--- Excerpt provided ---
"""

Last June, when Andrews announced it would close its dairy farm, it was milking 675 cows out of a total herd of 1,400, according to Meekma. (The rest were calves and dry cows.)
Milking was done three times a day, at 3 a.m., 11 a.m. and 7 p.m., with each milking taking 61/2 hours. The parlor could milk 20 cows at a time.
Meekma said the hardest shift to get student workers for was 11 a.m., since that conflicted with classes.
Incidentally, the dairy farm had showers and lockers, so students could shower and change clothes before going to class, so they didn’t smell like where they had just come from.
Milking a profit
The dairy farm fit into the Adventist educational philosophy, but it couldn’t overcome deteriorating economics.
The dairy business nationwide has been financially marginal, at best, in recent years. The university announcement last June said the decision to close the dairy farm came after more than three years of losses and a year-long analysis concluded that markets would not improve, thus preventing a return to profitability.
Meekma said surviving dairy farms these days typically are either small family farms in which a spouse has an off-the-farm job that provides income and health insurance, or are large corporate farms.
“If you’re going to make money at this, it takes a minimum of 5,000 cows (being milked),” Meekma said.
When the closing was first announced, it was anticipated the shutdown would come in June of this year. The timetable was moved up because new homes for the cows were quickly found.
“Once word got out, it was quite shocking how quickly they (the cows) got spoken for,” Meekma said.
Ultimately, the cows went to eight farms in Michigan and Indiana, while heifers from the farm stayed in Ohio. (Andrews had shipped its heifers to an operation in Ohio, where they were raised until just before giving birth to their first calf, then returned to give birth at the university.)

"""

--- Data rows ---
"""

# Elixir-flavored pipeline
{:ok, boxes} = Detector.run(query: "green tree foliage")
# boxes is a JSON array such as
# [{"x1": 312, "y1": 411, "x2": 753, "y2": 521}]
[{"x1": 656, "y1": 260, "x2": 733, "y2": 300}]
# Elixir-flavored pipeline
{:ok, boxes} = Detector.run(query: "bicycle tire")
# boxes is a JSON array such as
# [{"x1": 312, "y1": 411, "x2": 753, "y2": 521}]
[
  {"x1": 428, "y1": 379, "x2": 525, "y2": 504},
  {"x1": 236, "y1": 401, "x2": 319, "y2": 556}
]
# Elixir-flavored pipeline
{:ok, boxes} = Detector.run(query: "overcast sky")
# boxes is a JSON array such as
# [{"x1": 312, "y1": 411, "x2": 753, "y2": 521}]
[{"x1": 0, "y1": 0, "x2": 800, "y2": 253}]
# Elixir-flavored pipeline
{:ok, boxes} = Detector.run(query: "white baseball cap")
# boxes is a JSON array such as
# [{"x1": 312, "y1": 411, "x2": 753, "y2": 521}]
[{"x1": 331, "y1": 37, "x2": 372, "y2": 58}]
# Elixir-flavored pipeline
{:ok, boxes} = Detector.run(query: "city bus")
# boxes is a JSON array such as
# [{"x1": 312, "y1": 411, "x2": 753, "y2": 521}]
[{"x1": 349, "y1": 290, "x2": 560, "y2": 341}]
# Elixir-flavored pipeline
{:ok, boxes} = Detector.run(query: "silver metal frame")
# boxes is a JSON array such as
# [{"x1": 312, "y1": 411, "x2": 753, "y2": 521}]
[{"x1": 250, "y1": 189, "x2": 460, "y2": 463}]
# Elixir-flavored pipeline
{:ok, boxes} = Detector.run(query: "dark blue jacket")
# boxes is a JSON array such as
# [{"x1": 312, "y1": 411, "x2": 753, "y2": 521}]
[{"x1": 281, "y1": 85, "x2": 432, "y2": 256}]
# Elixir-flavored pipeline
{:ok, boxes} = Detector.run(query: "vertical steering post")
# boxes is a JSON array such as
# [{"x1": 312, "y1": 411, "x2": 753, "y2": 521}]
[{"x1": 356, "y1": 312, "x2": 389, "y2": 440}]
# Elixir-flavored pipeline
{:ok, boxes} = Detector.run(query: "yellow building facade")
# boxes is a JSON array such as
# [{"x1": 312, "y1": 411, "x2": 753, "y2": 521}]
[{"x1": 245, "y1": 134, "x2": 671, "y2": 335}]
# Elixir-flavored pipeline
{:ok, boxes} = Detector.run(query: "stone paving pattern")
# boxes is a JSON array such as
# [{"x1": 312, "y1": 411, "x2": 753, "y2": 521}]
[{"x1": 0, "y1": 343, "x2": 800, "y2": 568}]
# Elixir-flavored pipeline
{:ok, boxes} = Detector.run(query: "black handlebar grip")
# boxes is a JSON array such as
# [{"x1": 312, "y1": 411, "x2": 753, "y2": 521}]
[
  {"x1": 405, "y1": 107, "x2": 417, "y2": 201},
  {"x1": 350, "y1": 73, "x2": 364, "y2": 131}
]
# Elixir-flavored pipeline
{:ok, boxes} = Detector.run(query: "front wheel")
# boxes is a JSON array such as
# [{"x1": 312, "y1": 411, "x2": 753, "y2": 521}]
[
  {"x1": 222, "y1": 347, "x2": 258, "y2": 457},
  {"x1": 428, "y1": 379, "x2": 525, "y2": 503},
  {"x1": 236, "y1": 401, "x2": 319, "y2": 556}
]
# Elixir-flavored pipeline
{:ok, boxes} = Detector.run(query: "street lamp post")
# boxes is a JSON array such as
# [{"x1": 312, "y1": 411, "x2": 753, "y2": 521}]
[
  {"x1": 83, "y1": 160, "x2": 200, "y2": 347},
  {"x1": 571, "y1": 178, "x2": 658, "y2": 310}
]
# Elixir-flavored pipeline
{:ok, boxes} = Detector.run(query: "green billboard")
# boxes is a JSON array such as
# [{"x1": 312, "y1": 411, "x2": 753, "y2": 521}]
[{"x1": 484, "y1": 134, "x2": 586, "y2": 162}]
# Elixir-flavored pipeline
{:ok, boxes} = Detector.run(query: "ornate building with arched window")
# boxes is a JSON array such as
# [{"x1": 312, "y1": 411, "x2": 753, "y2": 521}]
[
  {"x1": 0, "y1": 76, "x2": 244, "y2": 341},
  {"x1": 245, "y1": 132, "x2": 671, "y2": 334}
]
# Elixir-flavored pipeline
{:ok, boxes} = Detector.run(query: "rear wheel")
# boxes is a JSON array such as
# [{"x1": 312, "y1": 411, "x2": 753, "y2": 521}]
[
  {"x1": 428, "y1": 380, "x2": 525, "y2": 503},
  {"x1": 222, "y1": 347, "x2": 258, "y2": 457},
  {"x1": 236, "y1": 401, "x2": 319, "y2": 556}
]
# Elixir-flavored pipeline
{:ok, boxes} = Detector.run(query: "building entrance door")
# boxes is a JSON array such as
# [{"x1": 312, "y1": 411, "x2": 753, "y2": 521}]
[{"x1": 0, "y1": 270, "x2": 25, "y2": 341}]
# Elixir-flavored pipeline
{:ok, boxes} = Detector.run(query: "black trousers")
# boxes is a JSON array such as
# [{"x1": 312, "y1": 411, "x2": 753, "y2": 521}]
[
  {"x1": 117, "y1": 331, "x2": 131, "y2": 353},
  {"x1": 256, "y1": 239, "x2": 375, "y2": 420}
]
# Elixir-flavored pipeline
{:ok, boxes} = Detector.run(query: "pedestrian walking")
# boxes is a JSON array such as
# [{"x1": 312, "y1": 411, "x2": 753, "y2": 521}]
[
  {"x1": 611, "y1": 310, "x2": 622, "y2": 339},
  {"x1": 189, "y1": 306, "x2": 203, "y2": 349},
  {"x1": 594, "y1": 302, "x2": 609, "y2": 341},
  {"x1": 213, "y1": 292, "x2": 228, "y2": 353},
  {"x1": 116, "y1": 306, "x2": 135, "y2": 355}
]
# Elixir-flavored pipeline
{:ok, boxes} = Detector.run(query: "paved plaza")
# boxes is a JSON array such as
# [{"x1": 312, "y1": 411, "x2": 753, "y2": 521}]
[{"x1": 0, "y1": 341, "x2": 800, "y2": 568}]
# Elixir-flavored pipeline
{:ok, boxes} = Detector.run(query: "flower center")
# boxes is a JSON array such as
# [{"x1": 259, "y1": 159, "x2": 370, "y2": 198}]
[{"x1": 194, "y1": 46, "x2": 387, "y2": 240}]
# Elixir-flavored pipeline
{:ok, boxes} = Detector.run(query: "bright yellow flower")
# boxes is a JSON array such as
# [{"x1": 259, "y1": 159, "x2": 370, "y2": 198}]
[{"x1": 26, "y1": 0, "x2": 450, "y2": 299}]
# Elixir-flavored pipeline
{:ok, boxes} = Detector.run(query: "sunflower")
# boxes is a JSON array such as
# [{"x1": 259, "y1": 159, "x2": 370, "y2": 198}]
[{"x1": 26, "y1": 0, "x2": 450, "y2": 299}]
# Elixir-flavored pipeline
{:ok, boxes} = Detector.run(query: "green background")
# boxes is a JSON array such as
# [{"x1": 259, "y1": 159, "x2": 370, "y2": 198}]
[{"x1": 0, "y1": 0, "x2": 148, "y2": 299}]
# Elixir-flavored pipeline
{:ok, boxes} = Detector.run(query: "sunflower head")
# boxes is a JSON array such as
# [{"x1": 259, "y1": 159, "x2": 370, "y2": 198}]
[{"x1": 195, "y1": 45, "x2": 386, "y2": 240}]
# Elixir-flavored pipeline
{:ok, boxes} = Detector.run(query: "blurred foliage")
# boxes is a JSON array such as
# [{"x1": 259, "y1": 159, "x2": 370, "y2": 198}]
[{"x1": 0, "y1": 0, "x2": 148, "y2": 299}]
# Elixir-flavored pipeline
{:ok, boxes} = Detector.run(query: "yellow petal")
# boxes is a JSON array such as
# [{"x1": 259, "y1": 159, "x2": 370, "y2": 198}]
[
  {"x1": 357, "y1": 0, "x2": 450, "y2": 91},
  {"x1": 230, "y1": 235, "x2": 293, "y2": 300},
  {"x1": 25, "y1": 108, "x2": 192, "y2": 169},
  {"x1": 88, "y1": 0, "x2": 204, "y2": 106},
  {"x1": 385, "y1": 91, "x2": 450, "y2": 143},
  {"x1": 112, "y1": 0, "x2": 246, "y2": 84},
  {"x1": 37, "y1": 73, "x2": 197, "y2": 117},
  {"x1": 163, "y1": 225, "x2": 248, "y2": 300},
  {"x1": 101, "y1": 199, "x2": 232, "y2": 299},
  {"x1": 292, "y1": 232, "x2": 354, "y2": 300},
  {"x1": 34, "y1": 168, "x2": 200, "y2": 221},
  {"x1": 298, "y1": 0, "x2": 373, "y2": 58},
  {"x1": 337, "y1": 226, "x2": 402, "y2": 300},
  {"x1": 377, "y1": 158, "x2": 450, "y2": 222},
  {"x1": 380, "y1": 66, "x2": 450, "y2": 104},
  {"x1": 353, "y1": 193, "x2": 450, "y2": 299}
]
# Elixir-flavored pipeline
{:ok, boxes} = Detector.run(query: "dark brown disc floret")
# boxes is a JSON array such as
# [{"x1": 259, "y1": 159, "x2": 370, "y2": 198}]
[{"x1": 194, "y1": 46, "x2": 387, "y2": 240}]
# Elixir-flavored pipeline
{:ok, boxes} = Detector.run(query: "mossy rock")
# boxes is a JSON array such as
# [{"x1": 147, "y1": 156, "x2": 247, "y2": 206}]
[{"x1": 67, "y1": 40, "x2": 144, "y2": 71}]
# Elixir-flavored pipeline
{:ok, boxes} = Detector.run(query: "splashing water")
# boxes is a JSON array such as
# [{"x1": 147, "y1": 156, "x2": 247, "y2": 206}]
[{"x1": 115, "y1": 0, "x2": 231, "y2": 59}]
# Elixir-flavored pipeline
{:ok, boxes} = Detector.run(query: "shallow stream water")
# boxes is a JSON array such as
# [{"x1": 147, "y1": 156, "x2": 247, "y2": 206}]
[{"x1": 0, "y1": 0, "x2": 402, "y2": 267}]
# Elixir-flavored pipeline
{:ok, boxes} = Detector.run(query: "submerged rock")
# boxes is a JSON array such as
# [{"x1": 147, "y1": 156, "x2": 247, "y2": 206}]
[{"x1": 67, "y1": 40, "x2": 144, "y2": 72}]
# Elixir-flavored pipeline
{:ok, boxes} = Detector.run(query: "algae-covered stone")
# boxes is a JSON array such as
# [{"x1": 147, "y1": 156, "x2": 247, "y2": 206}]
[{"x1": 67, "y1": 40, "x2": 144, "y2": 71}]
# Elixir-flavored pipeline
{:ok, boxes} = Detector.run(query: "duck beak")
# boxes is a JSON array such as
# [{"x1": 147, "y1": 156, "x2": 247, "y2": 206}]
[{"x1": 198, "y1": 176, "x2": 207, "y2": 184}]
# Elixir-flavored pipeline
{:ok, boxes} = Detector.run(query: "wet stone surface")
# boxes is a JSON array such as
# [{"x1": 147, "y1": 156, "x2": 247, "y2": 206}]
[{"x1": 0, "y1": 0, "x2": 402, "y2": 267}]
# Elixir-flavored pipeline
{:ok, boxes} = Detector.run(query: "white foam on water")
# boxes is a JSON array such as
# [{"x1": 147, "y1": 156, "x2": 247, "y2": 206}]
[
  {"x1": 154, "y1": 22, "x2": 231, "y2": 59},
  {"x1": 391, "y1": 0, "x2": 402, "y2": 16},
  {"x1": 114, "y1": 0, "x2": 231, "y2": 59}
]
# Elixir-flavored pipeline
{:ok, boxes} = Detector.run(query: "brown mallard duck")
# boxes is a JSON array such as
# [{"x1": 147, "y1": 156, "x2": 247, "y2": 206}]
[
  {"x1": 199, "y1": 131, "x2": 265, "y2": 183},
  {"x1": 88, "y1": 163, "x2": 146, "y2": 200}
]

"""

--- What you will do ---
a - List every U.S. state named in the excerpt about the Andrews dairy farm closure.
b - Continue the article about the closing of the Andrews dairy farm, starting after its last sentence.

--- Per-task outputs ---
a - Michigan, Indiana, Ohio

b -
In the days leading up to Dec. 19, Meekma said three to five semi-truck loads, with 36 cows per load, were leaving the farm each day. On the final day, the 36 cows were milked in the morning, then milked later that day at their new home in Michigan.
The other factor in the quicker-than-anticipated end to the dairy farm, Meekma said, was it wasn’t worthwhile financially to create more silage from corn to continue the dairy operation for another six months. Corn grown on Andrews’ farm in the future will be sold for feed or ethanol fuel.
The closure of Andrews’ dairy operation means just five dairy farms remain in Berrien County, according to Bill Shuler, who with his family operates one of those farms, near Baroda. He said the Andrews University dairy farm always was the largest in Berrien.
Meekma said the university is evaluating what to do with the now empty dairy buildings – three barns where the cows were when they weren’t being milked, the milking parlor and staging area, two calf barns, plus the visitors center. At one point, the dairy farm used to host 600-700 school students a year for tours.
Since animal science is one of the study areas offered by the university’s Department of Agriculture, Meekma said it may bring some livestock to the farm for use by students, but none that have to be milked. Students who need to work with animals as part of their studies now do so at nearby farms.